Selected text ::
Pope Francis’s inclusion of the twenty-one Coptic martyrs in the martyrology, however it is interpreted, pushes the boundaries of the Church’s current practice. Perhaps he considers the Catholic and Coptic Orthodox Churches as sufficiently confessionally unified that there is no obstacles to Coptic Christians being considered saints. Perhaps he thinks in the contemporary world the shared witness of martyrdom is a more important concern that confessional divisions. Or, as some have suggested, his move is meant to recognize the twenty-one as martyrs but not as “saints,” since he side-stepped the formal process of canonization. Whatever the case, I think Pope Francis’s gesture should be of great interest to theologians and deserves further discussion.
Of Interest…
Auxiliary Bishop Joseph Perry of Chicago has been appointed by the USCCB to head its Ad Hoc Committee Against Racism, Catholic News Agency reports. Perry already chairs the USCCB’s Committee on African-American Catholics, of which he has been a member since 2004. Perry succeeds Archbishop Shelton Fabre of Louisville, who has served two terms as chair of the Ad Hoc Committee.
Kate Scanlon offers a good overview of the end of Title 42, restrictions on asylum claims at the border linked to the COVID-19 emergency and first implemented by the Trump administration in 2020, and the implementation of new policies by the Biden administration that restrict asylum claims from migrants who have traveled through a third country in which they could have claimed asylum, a policy that will significantly impact asylum seekers from Central and South America who travel through Mexico to get to the United States. The article includes reactions from Bishop Mark Seitz of El Paso and representatives of the Catholic Legal Immigration Network (CLINIC) and the Maryknoll Missioners.
Yonat Shimron and Alejandra Molina at Religious News Service also have reactions to the new Biden administration asylum policy from faith-based refugee agencies.
Jacob Lupfer at Religious News Service has an interesting analysis on the decline of religious rhetoric in the early stages of the 2024 Republican presidential primary, particularly focusing on the campaign of Florida Governor Ron DeSantis.
Coming Soon…
A reminder: During the second half of this week, I will be traveling back to Washington, D.C. for a meeting of the National Council of Churches’ Faith and Order Convening Table. I am a volunteer representative of the United States Conference of Catholic Bishops for these ecumenical gatherings. We are close to wrapping up a multi-year project of reflecting together on racism and the Christian churches in the United States, and hopefully I can write up some thoughts when I get back. I most likely will not be able to post while I am gone, however. Thank you for your patience!

Data entries:
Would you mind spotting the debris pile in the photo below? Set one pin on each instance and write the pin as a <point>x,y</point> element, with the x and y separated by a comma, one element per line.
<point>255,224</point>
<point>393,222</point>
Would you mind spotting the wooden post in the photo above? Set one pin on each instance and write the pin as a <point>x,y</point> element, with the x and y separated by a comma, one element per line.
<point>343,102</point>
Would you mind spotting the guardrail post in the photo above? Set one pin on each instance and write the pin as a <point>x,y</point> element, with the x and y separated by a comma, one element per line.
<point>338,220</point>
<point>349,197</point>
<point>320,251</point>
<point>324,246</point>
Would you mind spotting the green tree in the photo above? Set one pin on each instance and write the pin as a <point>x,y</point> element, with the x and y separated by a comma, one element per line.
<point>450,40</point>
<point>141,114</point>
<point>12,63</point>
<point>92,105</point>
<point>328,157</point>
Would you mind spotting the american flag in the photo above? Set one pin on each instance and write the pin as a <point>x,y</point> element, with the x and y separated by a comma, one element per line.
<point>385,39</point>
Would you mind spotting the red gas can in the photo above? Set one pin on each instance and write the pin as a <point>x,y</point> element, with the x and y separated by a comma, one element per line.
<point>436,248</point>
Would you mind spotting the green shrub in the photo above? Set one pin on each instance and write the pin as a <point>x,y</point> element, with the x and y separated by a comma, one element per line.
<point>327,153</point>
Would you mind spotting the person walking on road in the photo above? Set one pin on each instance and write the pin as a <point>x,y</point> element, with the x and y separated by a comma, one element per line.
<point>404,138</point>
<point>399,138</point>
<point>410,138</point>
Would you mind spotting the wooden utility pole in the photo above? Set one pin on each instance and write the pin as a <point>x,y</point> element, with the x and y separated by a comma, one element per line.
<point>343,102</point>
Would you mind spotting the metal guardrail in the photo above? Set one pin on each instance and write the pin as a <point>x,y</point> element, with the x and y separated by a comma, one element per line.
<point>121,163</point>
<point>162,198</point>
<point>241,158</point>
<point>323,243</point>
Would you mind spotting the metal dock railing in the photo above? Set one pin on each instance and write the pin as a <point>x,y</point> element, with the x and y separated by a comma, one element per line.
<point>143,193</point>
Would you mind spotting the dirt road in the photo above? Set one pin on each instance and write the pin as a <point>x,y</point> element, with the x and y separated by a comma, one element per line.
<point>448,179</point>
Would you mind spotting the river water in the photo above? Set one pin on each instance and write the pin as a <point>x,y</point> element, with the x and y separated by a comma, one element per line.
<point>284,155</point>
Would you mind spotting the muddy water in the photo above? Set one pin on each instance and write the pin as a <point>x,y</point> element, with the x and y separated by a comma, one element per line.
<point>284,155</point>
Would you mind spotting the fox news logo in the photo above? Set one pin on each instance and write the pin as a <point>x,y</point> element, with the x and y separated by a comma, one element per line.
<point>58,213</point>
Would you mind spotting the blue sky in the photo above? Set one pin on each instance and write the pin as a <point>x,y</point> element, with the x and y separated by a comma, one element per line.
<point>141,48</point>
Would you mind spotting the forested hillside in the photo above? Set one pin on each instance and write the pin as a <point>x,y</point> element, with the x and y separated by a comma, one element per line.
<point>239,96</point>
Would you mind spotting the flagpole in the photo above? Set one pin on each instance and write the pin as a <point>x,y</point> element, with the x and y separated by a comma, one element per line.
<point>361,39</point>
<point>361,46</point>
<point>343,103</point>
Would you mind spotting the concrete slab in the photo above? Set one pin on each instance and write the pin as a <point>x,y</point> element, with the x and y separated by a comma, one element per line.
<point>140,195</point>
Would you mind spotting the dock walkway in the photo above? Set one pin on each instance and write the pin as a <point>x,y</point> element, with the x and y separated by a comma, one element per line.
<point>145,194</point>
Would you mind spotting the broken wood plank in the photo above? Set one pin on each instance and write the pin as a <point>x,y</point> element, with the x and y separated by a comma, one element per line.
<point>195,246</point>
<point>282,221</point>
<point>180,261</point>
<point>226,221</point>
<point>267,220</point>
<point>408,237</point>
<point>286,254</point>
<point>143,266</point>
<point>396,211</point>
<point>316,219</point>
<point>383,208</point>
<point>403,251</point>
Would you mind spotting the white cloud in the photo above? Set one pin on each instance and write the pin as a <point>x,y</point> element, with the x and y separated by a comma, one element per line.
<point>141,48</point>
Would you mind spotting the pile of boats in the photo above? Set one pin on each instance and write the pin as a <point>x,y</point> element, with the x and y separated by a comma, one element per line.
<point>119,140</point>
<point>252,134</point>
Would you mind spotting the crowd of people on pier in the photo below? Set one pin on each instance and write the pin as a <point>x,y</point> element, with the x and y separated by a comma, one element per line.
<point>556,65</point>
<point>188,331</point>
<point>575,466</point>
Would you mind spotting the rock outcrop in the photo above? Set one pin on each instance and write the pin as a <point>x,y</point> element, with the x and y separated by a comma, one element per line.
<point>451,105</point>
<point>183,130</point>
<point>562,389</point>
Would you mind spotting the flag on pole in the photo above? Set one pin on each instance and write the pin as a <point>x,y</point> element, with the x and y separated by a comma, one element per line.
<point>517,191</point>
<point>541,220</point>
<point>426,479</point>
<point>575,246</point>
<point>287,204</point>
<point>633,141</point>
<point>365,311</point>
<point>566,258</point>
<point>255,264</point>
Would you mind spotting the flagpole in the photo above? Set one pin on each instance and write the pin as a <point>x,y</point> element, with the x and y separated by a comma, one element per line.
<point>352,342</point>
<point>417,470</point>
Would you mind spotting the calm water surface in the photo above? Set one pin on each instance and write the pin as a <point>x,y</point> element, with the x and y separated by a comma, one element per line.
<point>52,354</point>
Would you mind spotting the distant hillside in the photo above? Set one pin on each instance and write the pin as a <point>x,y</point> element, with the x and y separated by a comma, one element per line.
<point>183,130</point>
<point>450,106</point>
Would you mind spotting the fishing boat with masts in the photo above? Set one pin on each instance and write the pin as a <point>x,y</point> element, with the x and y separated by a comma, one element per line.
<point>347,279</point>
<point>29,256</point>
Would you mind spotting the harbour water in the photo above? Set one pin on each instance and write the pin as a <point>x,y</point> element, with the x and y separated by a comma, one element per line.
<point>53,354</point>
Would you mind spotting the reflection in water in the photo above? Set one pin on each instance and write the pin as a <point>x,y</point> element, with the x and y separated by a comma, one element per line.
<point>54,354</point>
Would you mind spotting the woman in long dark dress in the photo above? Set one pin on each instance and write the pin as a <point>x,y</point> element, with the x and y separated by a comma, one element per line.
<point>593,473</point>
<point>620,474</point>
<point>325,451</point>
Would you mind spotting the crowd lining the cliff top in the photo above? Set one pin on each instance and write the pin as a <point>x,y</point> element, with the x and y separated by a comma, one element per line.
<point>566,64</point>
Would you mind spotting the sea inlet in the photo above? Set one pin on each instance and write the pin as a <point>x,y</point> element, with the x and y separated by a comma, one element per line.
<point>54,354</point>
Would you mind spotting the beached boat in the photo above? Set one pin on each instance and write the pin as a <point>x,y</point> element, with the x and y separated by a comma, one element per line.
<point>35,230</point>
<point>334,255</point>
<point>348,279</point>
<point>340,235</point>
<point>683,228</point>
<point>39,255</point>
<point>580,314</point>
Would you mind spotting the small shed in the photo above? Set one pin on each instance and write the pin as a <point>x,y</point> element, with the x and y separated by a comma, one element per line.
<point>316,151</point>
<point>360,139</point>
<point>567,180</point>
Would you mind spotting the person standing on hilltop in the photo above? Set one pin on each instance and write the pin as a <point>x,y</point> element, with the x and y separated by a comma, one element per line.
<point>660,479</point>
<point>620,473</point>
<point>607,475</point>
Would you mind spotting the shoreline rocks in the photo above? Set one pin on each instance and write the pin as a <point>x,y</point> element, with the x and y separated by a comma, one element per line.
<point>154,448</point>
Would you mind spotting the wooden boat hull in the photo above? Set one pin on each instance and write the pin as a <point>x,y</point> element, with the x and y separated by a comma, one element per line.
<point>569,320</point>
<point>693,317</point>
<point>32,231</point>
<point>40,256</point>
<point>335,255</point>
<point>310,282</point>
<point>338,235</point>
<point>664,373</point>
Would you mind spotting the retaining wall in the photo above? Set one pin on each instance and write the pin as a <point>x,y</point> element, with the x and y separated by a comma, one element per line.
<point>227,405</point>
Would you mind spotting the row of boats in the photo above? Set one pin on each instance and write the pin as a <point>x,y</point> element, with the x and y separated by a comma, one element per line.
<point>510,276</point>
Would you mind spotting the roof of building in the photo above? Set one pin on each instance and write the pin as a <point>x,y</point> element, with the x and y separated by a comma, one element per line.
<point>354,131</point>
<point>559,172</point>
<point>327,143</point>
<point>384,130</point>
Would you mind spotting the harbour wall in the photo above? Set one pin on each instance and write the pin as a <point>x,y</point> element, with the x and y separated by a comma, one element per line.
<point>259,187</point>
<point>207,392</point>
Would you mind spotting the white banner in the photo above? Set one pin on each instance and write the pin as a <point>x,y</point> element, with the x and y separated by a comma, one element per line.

Assignment :: Copy the church news post word for word from "Jacob Lupfer at" to "for your patience!".

Response to this exercise ::
Jacob Lupfer at Religious News Service has an interesting analysis on the decline of religious rhetoric in the early stages of the 2024 Republican presidential primary, particularly focusing on the campaign of Florida Governor Ron DeSantis.
Coming Soon…
A reminder: During the second half of this week, I will be traveling back to Washington, D.C. for a meeting of the National Council of Churches’ Faith and Order Convening Table. I am a volunteer representative of the United States Conference of Catholic Bishops for these ecumenical gatherings. We are close to wrapping up a multi-year project of reflecting together on racism and the Christian churches in the United States, and hopefully I can write up some thoughts when I get back. I most likely will not be able to post while I am gone, however. Thank you for your patience!